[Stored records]
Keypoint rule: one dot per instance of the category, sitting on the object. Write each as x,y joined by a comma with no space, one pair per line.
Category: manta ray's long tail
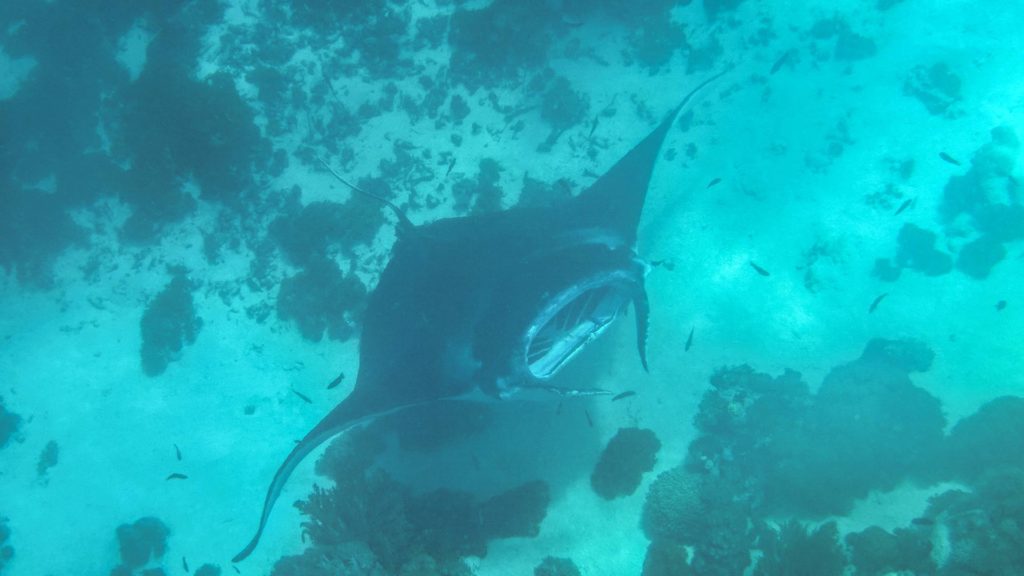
344,417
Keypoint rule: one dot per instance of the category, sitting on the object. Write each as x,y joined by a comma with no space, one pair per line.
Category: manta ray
495,302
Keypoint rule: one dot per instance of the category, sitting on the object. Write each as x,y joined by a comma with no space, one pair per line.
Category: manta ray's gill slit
570,328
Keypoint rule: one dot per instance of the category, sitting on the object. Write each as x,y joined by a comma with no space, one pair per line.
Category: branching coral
402,530
629,455
168,324
674,510
868,427
796,550
875,551
985,529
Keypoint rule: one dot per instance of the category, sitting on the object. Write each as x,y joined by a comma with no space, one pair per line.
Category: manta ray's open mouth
570,321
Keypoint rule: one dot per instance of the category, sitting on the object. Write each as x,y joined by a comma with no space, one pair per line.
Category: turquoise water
840,212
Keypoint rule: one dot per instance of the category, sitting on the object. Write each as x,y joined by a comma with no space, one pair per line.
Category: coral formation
916,251
480,195
990,439
673,510
984,529
168,324
6,551
499,42
629,455
875,551
936,87
399,531
561,108
34,230
312,232
47,458
797,549
552,566
817,454
9,422
140,542
322,299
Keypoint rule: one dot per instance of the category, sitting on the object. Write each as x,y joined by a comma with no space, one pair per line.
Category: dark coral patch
629,455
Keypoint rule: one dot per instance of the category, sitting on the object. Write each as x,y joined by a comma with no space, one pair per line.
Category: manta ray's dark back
495,301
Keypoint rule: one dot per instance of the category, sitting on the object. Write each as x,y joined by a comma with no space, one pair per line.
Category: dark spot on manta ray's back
495,301
906,204
949,159
878,300
336,381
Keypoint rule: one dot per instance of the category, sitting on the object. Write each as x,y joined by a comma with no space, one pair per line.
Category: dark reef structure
175,128
630,454
6,551
991,439
314,231
500,42
876,551
322,299
795,548
169,323
983,205
817,455
142,542
9,422
369,523
937,87
552,566
984,527
561,108
769,449
34,230
482,194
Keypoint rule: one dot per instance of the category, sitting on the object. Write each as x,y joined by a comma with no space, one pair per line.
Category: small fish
878,300
786,55
906,204
668,264
336,381
946,158
593,126
621,396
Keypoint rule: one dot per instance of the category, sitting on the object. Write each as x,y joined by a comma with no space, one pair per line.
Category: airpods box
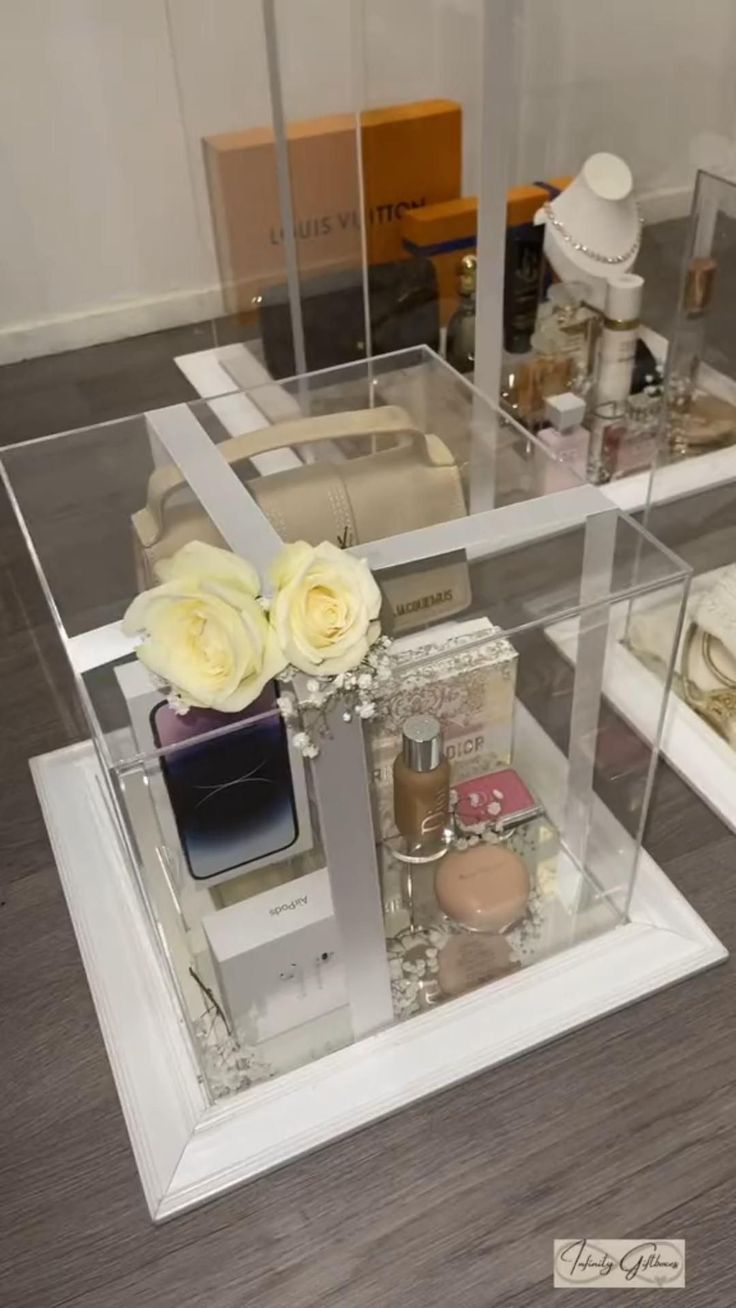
277,958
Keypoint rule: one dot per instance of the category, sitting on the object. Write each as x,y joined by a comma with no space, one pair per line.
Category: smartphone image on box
233,797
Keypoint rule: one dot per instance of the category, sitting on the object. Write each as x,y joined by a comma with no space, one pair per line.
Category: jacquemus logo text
286,908
413,606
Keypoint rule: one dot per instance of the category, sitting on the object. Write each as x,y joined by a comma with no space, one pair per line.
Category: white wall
651,80
103,215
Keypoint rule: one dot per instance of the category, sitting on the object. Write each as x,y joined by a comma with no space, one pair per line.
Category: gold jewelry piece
718,708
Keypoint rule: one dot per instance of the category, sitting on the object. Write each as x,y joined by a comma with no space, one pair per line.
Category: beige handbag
707,667
415,483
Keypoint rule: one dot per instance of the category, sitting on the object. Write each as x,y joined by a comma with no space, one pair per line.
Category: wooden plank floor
625,1128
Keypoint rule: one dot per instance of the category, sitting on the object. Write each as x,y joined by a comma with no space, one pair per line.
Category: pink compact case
498,797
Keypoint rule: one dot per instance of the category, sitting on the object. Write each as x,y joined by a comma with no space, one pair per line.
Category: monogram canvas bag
415,483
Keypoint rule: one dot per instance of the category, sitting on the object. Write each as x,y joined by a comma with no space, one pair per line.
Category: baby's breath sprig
358,692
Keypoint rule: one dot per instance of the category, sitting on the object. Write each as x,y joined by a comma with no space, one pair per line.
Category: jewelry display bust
594,226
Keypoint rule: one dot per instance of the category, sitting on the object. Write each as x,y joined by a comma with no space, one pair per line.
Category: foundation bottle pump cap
421,744
624,297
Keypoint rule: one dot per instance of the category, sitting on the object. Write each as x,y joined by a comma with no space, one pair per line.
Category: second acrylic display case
275,962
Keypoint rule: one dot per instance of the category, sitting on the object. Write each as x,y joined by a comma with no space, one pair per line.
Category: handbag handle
386,420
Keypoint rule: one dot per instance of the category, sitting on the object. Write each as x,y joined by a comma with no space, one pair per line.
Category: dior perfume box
462,672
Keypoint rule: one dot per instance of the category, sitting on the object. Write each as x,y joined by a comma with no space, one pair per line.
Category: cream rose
204,629
324,610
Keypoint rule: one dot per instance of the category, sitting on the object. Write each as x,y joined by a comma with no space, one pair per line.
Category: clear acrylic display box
692,506
271,975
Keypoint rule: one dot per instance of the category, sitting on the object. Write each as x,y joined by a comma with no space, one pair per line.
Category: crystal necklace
583,249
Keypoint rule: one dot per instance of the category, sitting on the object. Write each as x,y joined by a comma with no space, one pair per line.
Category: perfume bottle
460,344
421,786
568,440
686,344
618,336
568,326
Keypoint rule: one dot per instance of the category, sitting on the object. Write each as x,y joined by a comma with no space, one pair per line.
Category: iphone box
222,810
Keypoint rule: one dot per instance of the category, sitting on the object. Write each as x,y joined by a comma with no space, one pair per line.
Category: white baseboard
113,322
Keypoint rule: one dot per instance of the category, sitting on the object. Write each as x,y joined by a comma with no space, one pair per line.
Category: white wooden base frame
703,759
190,1150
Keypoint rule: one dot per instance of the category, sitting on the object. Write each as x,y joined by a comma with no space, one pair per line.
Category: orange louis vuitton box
412,156
446,232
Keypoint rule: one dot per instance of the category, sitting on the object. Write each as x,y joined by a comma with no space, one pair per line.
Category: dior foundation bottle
421,786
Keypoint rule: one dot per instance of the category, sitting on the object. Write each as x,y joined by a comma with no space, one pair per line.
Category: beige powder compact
484,888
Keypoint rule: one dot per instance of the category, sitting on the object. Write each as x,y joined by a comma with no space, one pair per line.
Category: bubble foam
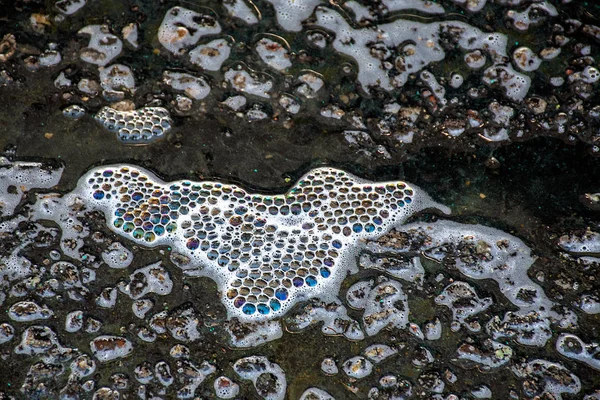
266,253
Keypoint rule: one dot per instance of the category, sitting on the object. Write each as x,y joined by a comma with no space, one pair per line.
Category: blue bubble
263,309
297,281
281,294
249,309
137,196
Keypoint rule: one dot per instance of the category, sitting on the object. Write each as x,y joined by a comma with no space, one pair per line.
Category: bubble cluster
265,252
182,28
136,127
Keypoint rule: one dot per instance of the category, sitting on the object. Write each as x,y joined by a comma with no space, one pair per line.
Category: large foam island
265,252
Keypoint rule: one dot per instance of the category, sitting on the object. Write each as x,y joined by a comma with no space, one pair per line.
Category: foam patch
266,253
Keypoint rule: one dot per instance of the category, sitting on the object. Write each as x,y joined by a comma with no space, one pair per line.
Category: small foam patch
266,253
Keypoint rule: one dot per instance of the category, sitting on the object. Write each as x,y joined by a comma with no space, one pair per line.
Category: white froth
421,47
357,367
274,54
241,10
311,224
212,55
379,352
103,46
507,264
242,81
182,28
151,279
17,178
195,87
117,256
315,394
573,347
107,348
291,13
251,368
225,388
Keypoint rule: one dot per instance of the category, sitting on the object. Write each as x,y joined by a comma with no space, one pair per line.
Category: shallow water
520,183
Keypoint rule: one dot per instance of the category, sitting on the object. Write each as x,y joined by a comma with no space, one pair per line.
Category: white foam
420,43
117,78
182,28
69,7
307,230
573,347
386,306
553,378
103,46
291,13
273,53
251,368
242,81
151,279
25,311
379,352
107,348
117,256
212,55
19,177
498,256
252,334
225,388
357,367
241,10
195,87
315,394
461,298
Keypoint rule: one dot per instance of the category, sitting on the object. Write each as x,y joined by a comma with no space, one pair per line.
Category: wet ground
530,174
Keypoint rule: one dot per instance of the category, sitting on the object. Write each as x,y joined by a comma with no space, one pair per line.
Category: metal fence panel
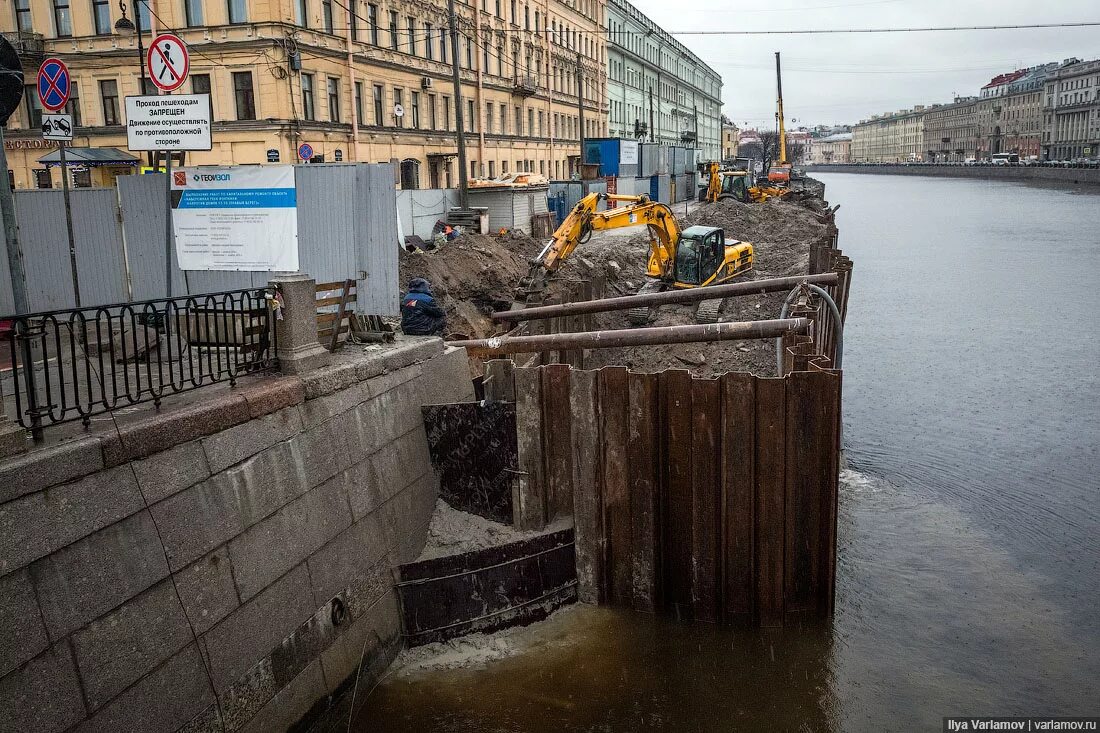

**The task:** How many lines in the listing above contain the word "jewelry"? Reply with only the number.

**Answer to the exercise:** 2